* START *

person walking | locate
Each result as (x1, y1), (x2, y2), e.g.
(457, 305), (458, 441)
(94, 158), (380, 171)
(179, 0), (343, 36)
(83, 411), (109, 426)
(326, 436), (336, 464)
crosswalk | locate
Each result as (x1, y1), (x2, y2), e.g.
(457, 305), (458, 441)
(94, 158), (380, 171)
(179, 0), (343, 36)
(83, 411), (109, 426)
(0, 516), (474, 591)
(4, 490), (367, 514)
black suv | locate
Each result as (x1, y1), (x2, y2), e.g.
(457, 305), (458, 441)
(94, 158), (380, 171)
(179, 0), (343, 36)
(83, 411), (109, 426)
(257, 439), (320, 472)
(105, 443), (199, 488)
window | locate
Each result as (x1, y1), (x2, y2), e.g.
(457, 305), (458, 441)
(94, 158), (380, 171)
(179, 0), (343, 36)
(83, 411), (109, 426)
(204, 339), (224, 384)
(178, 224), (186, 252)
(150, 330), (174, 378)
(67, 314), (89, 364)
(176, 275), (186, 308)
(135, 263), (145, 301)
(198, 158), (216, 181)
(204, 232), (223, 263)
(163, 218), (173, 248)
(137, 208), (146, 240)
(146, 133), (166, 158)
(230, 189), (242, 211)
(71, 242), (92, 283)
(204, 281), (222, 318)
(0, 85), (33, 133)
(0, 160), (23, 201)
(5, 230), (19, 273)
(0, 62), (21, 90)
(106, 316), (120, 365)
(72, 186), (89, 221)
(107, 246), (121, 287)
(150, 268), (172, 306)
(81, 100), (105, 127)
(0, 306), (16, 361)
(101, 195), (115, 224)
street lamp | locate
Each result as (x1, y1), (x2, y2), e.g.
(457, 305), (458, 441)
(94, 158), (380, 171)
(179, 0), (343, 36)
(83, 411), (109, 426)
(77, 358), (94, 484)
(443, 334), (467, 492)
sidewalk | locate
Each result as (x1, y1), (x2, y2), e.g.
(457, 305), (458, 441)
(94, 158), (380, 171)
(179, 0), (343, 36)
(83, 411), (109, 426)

* END *

Please edit the listing above by replacing each "locate" with "find" and leaving every other part unchanged.

SOLUTION BELOW:
person walking | find
Each result as (x1, y1), (x2, y2), e.g.
(457, 305), (458, 441)
(94, 158), (380, 171)
(179, 0), (343, 36)
(83, 411), (109, 426)
(326, 436), (336, 464)
crosswalk | find
Each result as (x1, y1), (x2, y2), e.g.
(457, 305), (458, 441)
(94, 158), (380, 171)
(179, 0), (343, 36)
(83, 411), (109, 426)
(0, 516), (474, 591)
(4, 490), (367, 514)
black suv | find
Each result as (x1, y1), (x2, y2), e.g.
(457, 305), (458, 441)
(94, 158), (380, 171)
(179, 0), (343, 36)
(83, 411), (109, 426)
(257, 439), (320, 472)
(105, 443), (199, 488)
window | find
Each result as (x1, y1), (x2, y2), e.g.
(457, 305), (458, 441)
(94, 158), (380, 171)
(179, 0), (343, 36)
(83, 411), (109, 426)
(204, 339), (224, 384)
(178, 224), (186, 252)
(150, 330), (174, 378)
(67, 314), (89, 364)
(176, 275), (186, 308)
(135, 263), (145, 301)
(198, 158), (216, 181)
(204, 232), (223, 263)
(163, 218), (173, 248)
(137, 208), (146, 240)
(146, 133), (166, 158)
(230, 189), (242, 211)
(71, 242), (92, 283)
(204, 281), (222, 318)
(0, 85), (33, 133)
(0, 160), (23, 201)
(5, 230), (19, 273)
(0, 62), (21, 90)
(106, 316), (120, 365)
(72, 186), (89, 221)
(107, 246), (121, 287)
(150, 268), (172, 306)
(81, 100), (105, 127)
(0, 306), (16, 361)
(101, 195), (115, 224)
street lamp | find
Each result as (x1, y1), (x2, y2), e.g.
(457, 305), (458, 441)
(94, 158), (380, 171)
(179, 0), (343, 36)
(83, 411), (109, 426)
(77, 358), (94, 484)
(443, 334), (467, 492)
sidewalk | find
Each result as (x1, y1), (x2, y2), e.g.
(457, 305), (458, 441)
(94, 158), (380, 171)
(179, 0), (343, 36)
(83, 411), (109, 426)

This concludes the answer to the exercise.